### GOAL OF THE EXERCISE
Reproduce the lines of every item below, substituting "photo.png" for each occurrence of "image.png" and changing nothing else. Leave the pictures out of your answer.

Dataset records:
>>>
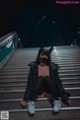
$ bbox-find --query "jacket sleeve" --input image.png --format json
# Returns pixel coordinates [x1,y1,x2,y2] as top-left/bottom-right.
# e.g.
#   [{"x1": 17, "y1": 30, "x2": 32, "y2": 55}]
[
  {"x1": 23, "y1": 66, "x2": 33, "y2": 101},
  {"x1": 55, "y1": 69, "x2": 70, "y2": 103}
]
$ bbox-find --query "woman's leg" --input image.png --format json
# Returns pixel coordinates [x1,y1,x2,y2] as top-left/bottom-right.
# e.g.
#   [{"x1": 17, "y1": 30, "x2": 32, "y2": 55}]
[
  {"x1": 45, "y1": 76, "x2": 59, "y2": 100},
  {"x1": 30, "y1": 76, "x2": 44, "y2": 101}
]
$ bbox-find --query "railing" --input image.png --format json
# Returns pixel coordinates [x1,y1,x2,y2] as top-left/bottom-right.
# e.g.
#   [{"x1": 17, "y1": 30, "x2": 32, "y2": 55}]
<<<
### SOLVED EXERCISE
$ bbox-find --query "jacket sleeve" --input photo.png --format json
# Returns pixel coordinates [x1,y1,x2,y2] as top-left/bottom-right.
# e.g.
#   [{"x1": 17, "y1": 30, "x2": 32, "y2": 55}]
[
  {"x1": 23, "y1": 66, "x2": 33, "y2": 101},
  {"x1": 55, "y1": 69, "x2": 70, "y2": 103}
]
$ bbox-find --query "woman's leg" --input photo.png --format json
# Returns pixel coordinates [x1,y1,x2,y2] as top-left/bottom-right.
# e.g.
#   [{"x1": 17, "y1": 30, "x2": 32, "y2": 55}]
[
  {"x1": 45, "y1": 76, "x2": 59, "y2": 100},
  {"x1": 30, "y1": 76, "x2": 44, "y2": 101}
]
$ bbox-find --query "railing" --input photo.png --format json
# Returns pixel coordinates [x1,y1,x2,y2] as top-left/bottom-right.
# e.g.
#   [{"x1": 17, "y1": 30, "x2": 32, "y2": 55}]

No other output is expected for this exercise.